### Exercise details
Rescale the lines below: write all of them out again, requests included, with every point coordinate in the answers multiplied by 1.75 and rounded to a whole number, halves going up. Keep the sample coordinates in the requests as they are, and leave the pictures out.

### Given information
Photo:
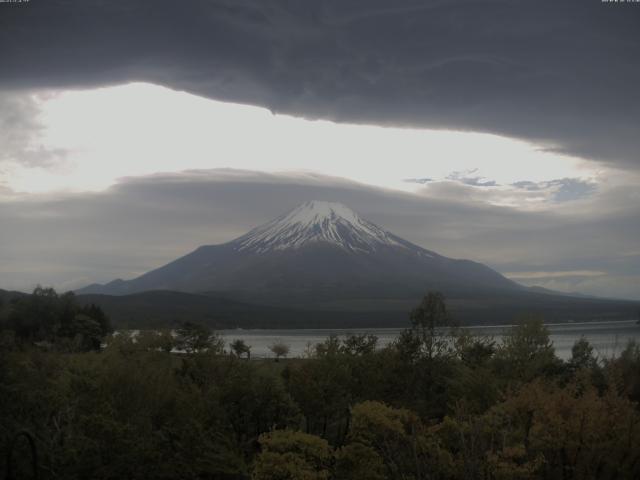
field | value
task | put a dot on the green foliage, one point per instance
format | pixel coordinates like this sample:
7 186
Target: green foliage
279 349
475 409
290 455
57 321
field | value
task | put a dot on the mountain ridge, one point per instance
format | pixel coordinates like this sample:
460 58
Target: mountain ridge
317 248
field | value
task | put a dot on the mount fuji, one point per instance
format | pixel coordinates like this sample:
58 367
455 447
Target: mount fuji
321 265
319 251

### Result
Photo:
field | value
task | put a dot on the green foliage, one point per instance
format | pixel coordinates like this sample:
7 186
Target: green foliage
488 611
831 716
508 796
100 562
field | value
task | put a dot on the mountain ridge, one point per instance
format | pixel coordinates like this sample:
460 58
Target: mountain ridge
555 434
field | value
task | put a dot on the mount fuji, one point per instance
format | pixel coordinates like this sample:
58 367
455 447
Target: mount fuji
562 464
558 439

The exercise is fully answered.